_Selected text_:
⁂

FIG. 6C illustrates degrading the highlighting of the deselected invalid characters. After receiving the deselecting indication for the invalid character 360-2 in FIG. 6A, as shown in FIG. 6C, the deletion line for invalid character 360-2 is cancelled, but color shading is still provided.

By providing a certain degree of highlighting for the deselected invalid characters, the user can conveniently position these invalid characters again in the event of the user's accidental operation.

As previously mentioned, if it is determined that one or more invalid characters are deselected, such as receiving a deselecting indication for one or more invalid characters, the number of invalid characters presented may be changed. For example, in the example of FIG. 6B and FIG. 6C, after the invalid character 360-2 is deselected, the text indication 662 may be presented on the edit page 300 to indicate the updated number of invalid characters. In addition, the number of invalid characters (e.g., number “2”) may also be displayed on the “Confirm Deletion” option 672.

Returning to the process 530 of FIG. 5, the terminal device 110 determines whether a selection restoring indication for one or more invalid characters is received. If the selection restoring indication is received, the terminal device 110 restores the highlighting of the invalid characters from the stopped state or the degraded state at block 540.

As shown in FIG. 6C, the user may again conveniently locate and select invalid characters 360-2, as desired. As shown in FIG. 6D, if the user's re-selection for the invalid character 360-2 is received, the invalid character 360-2 is restored to be highlighted as the same as other invalid characters. Certainly, in this case, different highlighting manners may also be used to indicate that the invalid character is the restored invalid character, which is not limited here.

In addition, after the invalid character 360-2 is re-selected, since the number of invalid characters is increased at this time, in the example of FIG. 6D, a text indication 664 for the updated number of invalid characters may also be presented on the edit page 300. In addition, the number of invalid characters (e.g., number “3”) may also be displayed on the “Confirm Deletion” option 674.

In some embodiments, in various instances, the terminal device 110 may determine whether a further character(s) is detected as an invalid character(s) at block 550. For example, if the deselecting indication is detected at block 510, or the selection restoring indication is not detected at block 530, or after the highlighting of the invalid characters is restored, the terminal device 110 may continue to determine whether additional characters are detected as invalid characters. It shall be understood that although the steps of the blocks in the flowchart shown in FIG. 5 are described sequentially, the steps may be performed in different orders or in parallel. For example, the steps of blocks 510, 530, and 550 may be performed in parallel.

In the process of being in the invalid character locating mode, the terminal device 110 may determine whether one or more additional characters in the text are selected as invalid characters based on the user selection. For example, the user may be allowed to select one or more characters that are not highlighted in the text as invalid characters.

In response to detecting one or more further characters being selected as invalid characters, the terminal device 110 highlights the selected one or more further invalid characters at block 560.

⁂

_Stored dataset items_:
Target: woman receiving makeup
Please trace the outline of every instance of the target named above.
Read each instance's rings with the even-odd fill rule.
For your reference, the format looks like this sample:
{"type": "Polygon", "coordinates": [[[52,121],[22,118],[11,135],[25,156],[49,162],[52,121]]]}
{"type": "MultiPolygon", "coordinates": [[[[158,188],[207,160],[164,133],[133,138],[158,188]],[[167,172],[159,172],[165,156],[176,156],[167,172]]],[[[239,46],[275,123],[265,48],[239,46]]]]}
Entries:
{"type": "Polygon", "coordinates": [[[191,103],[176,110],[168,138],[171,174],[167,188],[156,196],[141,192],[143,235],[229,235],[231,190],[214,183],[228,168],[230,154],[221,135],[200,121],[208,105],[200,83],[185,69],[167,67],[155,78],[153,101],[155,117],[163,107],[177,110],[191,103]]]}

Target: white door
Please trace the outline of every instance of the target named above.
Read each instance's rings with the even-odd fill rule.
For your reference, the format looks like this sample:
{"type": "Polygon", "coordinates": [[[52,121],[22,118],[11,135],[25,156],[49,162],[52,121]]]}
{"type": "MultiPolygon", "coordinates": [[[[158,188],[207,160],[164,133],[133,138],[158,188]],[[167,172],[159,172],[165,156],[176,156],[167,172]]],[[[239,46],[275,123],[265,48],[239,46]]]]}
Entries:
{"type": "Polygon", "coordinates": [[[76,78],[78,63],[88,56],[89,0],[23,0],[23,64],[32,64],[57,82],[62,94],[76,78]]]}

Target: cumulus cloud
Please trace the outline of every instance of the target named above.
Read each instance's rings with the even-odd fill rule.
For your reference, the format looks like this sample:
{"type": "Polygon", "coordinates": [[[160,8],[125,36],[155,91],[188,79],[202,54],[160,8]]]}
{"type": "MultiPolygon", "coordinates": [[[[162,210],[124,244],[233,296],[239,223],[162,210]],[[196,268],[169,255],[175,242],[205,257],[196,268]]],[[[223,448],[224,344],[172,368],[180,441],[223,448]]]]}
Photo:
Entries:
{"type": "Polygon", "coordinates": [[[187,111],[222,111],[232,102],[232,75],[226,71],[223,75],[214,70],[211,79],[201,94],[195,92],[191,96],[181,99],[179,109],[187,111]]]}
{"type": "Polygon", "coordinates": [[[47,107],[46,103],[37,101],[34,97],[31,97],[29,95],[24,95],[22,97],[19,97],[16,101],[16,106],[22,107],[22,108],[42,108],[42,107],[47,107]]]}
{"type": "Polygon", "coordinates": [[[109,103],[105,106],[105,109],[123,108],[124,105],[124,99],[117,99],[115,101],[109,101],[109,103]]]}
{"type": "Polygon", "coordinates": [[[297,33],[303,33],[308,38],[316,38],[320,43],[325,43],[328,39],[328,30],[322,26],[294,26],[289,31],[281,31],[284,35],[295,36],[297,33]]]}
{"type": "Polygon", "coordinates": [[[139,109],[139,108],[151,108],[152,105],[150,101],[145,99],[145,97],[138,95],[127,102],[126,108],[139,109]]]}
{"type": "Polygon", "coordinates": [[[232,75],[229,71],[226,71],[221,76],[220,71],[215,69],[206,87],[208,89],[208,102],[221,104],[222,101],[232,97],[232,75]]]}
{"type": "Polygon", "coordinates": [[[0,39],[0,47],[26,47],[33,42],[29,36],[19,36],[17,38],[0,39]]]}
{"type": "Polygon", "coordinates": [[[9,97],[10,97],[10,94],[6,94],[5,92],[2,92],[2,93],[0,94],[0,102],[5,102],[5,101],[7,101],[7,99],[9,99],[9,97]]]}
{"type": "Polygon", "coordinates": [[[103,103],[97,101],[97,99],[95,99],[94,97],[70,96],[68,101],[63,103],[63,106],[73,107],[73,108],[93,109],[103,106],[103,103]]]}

⁂

_Problem 1_: Which block numbers from the FIG. 5 flowchart does the passage on highlighting invalid characters mention?
_Problem 2_: Could you duplicate the passage on highlighting invalid characters, starting with "As shown in FIG. 6C, the user" and going on through "not limited here."?

_Task response 1_: 510, 530, 540, 550, 560

_Task response 2_:
As shown in FIG. 6C, the user may again conveniently locate and select invalid characters 360-2, as desired. As shown in FIG. 6D, if the user's re-selection for the invalid character 360-2 is received, the invalid character 360-2 is restored to be highlighted as the same as other invalid characters. Certainly, in this case, different highlighting manners may also be used to indicate that the invalid character is the restored invalid character, which is not limited here.